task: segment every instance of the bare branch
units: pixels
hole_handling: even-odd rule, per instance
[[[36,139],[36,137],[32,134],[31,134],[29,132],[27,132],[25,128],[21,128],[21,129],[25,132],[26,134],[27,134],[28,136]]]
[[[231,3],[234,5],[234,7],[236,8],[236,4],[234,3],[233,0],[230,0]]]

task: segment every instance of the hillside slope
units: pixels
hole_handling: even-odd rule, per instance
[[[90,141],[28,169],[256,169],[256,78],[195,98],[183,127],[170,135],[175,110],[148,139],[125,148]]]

+ + + + +

_What you will do_
Copy the entries above again, swapping "pixels" for "px" wherever it occurs and changing nothing else.

_Answer to this task_
task: segment every instance of the bare branch
units: px
hole_handling: even-odd rule, per instance
[[[36,139],[36,137],[32,134],[31,134],[29,132],[27,132],[25,128],[21,128],[21,129],[25,132],[26,134],[27,134],[28,136]]]
[[[231,3],[234,5],[234,7],[236,8],[236,4],[234,3],[233,0],[230,0]]]

task: segment every instance of the hillside slope
units: px
hole_handling: even-odd rule, per instance
[[[90,141],[28,169],[256,169],[256,78],[195,98],[183,127],[170,135],[175,110],[148,139],[125,148]]]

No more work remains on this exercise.